§ Written exercise 1:
According to the text about horseshoe bending, what is the main rule on padding?

§ Text segment:
>>>

Ever since Mike Rinderle and I teamed up to put
out the Hammering Horseshoes DVD last year,
the popularity of Horseshoe Bending has
dramatically increased, because we effectively
removed a lot of the mystery involved with it.
But still, there is the occasional question that pops
up, especially regarding padding and wraps.
Here's a recent one that Mike got through YouTube.
In the DVD you talked a little about 180
degrees being a legally bent shoe but I was
curious if there are other rules when it
comes to bending. I know you said the
wraps have to pass through a 1.25 inch hole
but are there any rules on how much
padding you can use? I would assume you
can not use anything hard. I saw you using
a piece of foam padding on top of a towel
in a couple of your vids and was curious
about that as well?
Great questions, Jason.  Now, I will turn it over
to Rindo for a look at the rules for Wraps and Pads:
"From Rindo:
Rules on Wraps for Horseshoe Bending
As you mentioned, the standard is to have wraps
that can be passed through a hole in a piece of wood
or other sturdy material that is 1.25" in diameter
when all rolled up.  This is simply the standard that
was decided upon many years ago when Grip and
Feat of Strength Enthusiasts started developing
standards for feats of strength that in the past did not
have any standards developed.
Essentially, what is done, is the wraps that are to be
used are rolled up in the direction they would be
wrapped over the ends of the shoe and then each
one is passed through the 1.25" diameter hole.
Rules on Padding for Horseshoe Bending
The main rule on padding is that it cannot be rigid. 
I have found that using a folded up hand towel
works best for me.  Just enough to dull the pain,
but not so much that it doesn't let you impart full
What I mean by that is, if the padding is too soft,
it will just compress beneath your force.  Plus,
there is a point you can reach where you add so
much padding that you have to use even more
force than normal to bend the shoe further, which
is no good either.
Bending horseshoes without any padding is not a
good idea for most people.  I used to bend a lot
of shoes without padding, but I hurt my thigh so
bad once, I ended up in the doctor's office due to
a blood clot.  I couldn't bend shoes for almost two
months.  So now I almost always use some padding.

<<<

§ Entries shown:
>>>

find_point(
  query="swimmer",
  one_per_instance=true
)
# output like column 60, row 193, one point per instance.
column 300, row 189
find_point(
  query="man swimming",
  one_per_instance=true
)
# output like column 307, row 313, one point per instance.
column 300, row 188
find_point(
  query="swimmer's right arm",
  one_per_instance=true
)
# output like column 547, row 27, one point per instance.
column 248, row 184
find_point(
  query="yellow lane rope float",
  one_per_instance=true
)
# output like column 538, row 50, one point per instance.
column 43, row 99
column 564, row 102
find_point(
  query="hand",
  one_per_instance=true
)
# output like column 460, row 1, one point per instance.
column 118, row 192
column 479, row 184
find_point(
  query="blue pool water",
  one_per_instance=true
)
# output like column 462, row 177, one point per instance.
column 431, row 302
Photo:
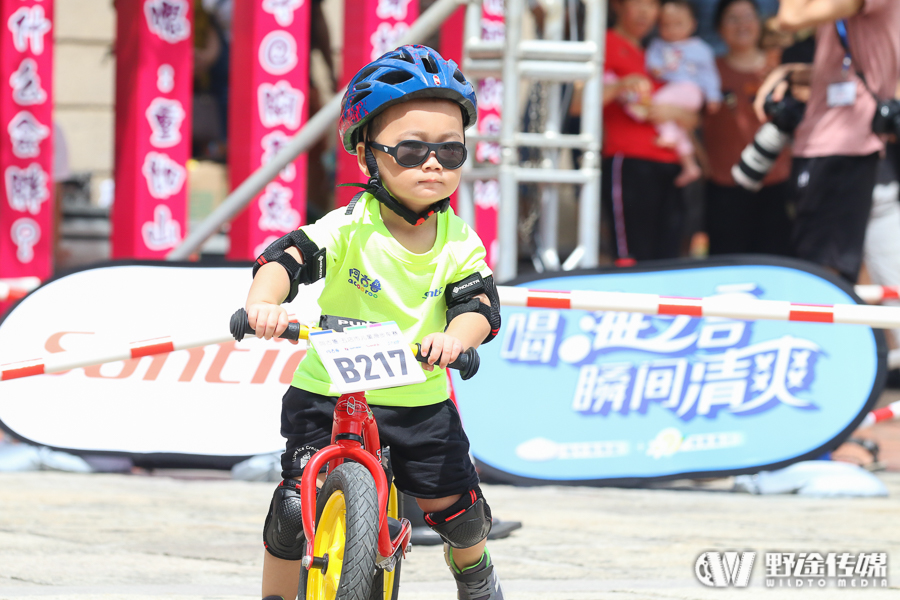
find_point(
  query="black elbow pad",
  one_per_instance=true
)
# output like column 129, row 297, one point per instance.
column 312, row 269
column 461, row 298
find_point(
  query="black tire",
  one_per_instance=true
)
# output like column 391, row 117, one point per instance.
column 361, row 540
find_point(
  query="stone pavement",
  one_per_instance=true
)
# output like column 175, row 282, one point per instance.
column 196, row 535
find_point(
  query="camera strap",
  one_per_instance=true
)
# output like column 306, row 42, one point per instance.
column 841, row 27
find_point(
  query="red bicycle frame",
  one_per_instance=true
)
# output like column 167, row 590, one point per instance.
column 354, row 436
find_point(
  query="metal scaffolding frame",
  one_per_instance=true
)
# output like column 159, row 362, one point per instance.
column 550, row 60
column 557, row 61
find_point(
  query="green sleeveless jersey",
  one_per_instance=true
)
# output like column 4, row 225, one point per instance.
column 371, row 276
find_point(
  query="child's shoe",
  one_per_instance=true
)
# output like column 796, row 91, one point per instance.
column 478, row 582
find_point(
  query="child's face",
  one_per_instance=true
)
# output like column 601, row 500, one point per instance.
column 676, row 23
column 427, row 120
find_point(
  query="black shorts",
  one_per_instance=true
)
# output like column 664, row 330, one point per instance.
column 429, row 449
column 834, row 198
column 645, row 207
column 739, row 221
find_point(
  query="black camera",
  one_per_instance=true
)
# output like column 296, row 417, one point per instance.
column 760, row 154
column 887, row 117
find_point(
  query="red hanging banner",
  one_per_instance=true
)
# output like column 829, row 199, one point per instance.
column 490, row 106
column 371, row 28
column 154, row 73
column 26, row 149
column 269, row 84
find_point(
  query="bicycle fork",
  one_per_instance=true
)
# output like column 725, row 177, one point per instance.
column 353, row 434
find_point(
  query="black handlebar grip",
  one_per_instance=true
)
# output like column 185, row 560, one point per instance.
column 466, row 363
column 240, row 326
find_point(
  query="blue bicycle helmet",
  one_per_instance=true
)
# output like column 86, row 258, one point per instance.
column 397, row 76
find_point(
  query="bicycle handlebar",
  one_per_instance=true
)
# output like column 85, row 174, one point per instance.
column 240, row 326
column 466, row 363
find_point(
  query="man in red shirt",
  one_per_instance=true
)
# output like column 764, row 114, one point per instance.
column 639, row 188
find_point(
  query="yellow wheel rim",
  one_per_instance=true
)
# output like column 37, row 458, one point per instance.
column 394, row 512
column 331, row 536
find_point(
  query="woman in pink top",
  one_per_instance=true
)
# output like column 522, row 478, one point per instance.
column 836, row 153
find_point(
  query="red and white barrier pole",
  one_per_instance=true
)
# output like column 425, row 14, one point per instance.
column 19, row 287
column 887, row 413
column 64, row 361
column 886, row 317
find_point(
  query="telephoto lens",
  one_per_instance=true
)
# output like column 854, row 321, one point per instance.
column 760, row 154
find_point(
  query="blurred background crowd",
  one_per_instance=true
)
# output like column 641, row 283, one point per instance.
column 688, row 169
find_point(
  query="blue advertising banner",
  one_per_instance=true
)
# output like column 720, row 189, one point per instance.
column 569, row 396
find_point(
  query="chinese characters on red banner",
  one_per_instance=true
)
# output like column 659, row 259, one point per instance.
column 154, row 72
column 267, row 106
column 26, row 150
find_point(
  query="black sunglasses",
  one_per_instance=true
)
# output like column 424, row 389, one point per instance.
column 412, row 153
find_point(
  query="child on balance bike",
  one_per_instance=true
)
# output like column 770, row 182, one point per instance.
column 398, row 253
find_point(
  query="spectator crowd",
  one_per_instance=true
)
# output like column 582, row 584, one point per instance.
column 680, row 122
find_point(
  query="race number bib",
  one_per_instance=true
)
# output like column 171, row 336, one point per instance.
column 368, row 357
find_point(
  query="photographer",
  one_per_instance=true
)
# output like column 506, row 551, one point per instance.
column 837, row 144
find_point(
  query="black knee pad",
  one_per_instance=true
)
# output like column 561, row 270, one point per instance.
column 465, row 523
column 283, row 532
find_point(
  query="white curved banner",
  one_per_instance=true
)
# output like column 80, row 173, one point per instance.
column 208, row 406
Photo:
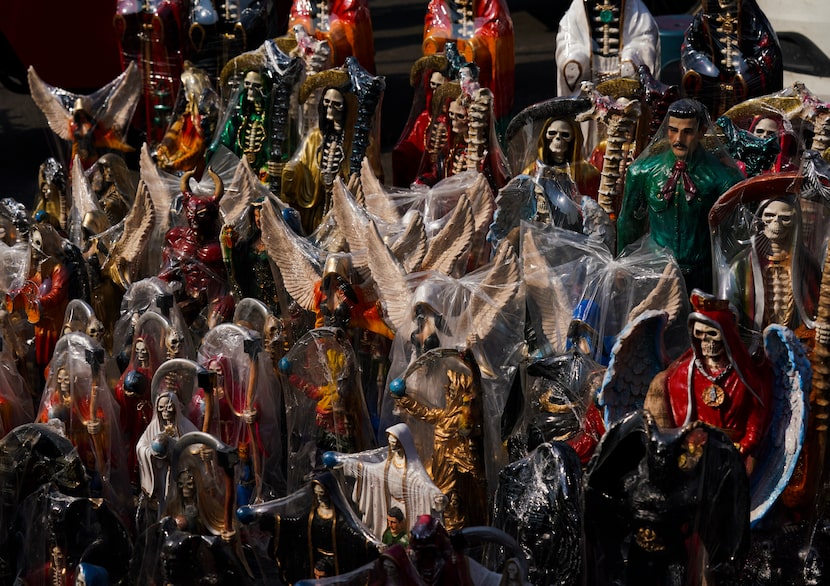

<<<

§ Written exercise 2:
Return the lines of the rows, unchanged, from the first line of the rows up to and including the line with "column 361, row 540", leaving the pictures out.

§ Final result 1:
The padding cannot be rigid.

§ Final result 2:
find_point(
  query="swimmer",
  one_per_instance=true
)
# output like column 60, row 193, one point per instance.
column 300, row 189
find_point(
  query="man swimming",
  one_per_instance=true
)
# output like column 307, row 313, one point per instance.
column 300, row 188
find_point(
  query="swimmer's right arm",
  one_per_instance=true
)
# output like column 547, row 27, one point per instance.
column 248, row 184
find_point(
  query="yellow lane rope float",
  one_per_instance=true
)
# output like column 538, row 50, one point per instance.
column 43, row 99
column 564, row 102
find_point(
  query="hand",
  one_per_instance=true
)
# output like column 460, row 1, one point per instance.
column 118, row 192
column 479, row 184
find_point(
  query="blue pool water",
  one_per_instance=true
)
# output like column 462, row 177, one point per instance.
column 431, row 302
Photo:
find_point(
  query="black elbow pad",
  one_per_instance=true
)
# output like column 129, row 297, one point per instance.
column 312, row 269
column 461, row 298
find_point(
  query="black tire",
  one_per_instance=true
)
# output like column 391, row 117, one point per instance.
column 361, row 540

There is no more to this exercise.